Brief
Reproduce every item below verbatim, line for line, and omit the pictures from the output.

Entries shown
..........

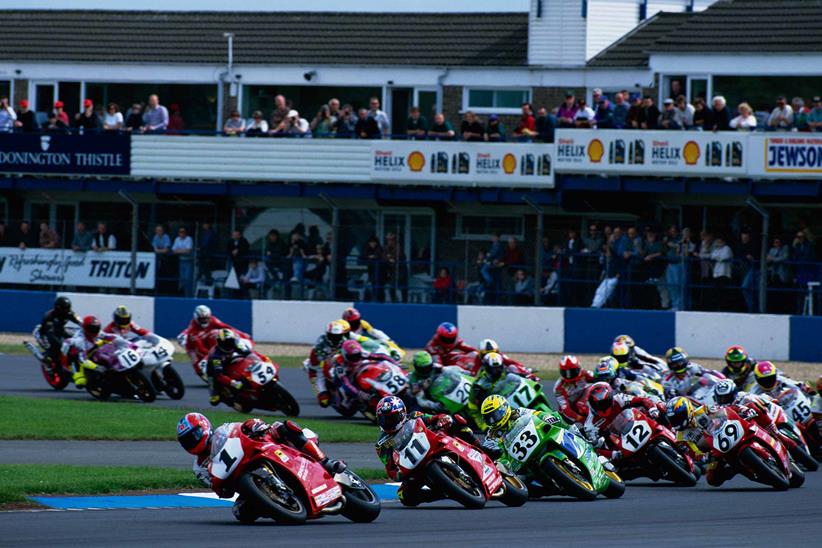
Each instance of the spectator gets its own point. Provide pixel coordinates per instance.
(26, 237)
(684, 113)
(366, 127)
(585, 116)
(416, 127)
(238, 253)
(648, 114)
(722, 257)
(7, 116)
(60, 113)
(113, 118)
(567, 113)
(443, 287)
(815, 115)
(322, 125)
(26, 120)
(523, 288)
(441, 129)
(346, 126)
(155, 118)
(235, 125)
(746, 120)
(103, 240)
(667, 118)
(256, 126)
(526, 128)
(604, 117)
(380, 117)
(471, 129)
(161, 243)
(494, 132)
(620, 117)
(134, 120)
(545, 125)
(800, 114)
(83, 239)
(48, 237)
(781, 117)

..........

Solution to this task
Each instance of the spectator gets its own point. Provide pixel coordinates per instance.
(26, 237)
(684, 113)
(366, 127)
(585, 116)
(416, 127)
(238, 253)
(648, 114)
(722, 257)
(7, 116)
(60, 113)
(113, 118)
(567, 113)
(443, 287)
(815, 115)
(322, 125)
(26, 120)
(523, 288)
(441, 129)
(346, 126)
(155, 118)
(235, 125)
(746, 120)
(103, 240)
(667, 118)
(256, 126)
(526, 128)
(604, 117)
(380, 117)
(471, 129)
(161, 243)
(494, 132)
(620, 117)
(134, 120)
(545, 125)
(800, 114)
(83, 239)
(48, 237)
(781, 117)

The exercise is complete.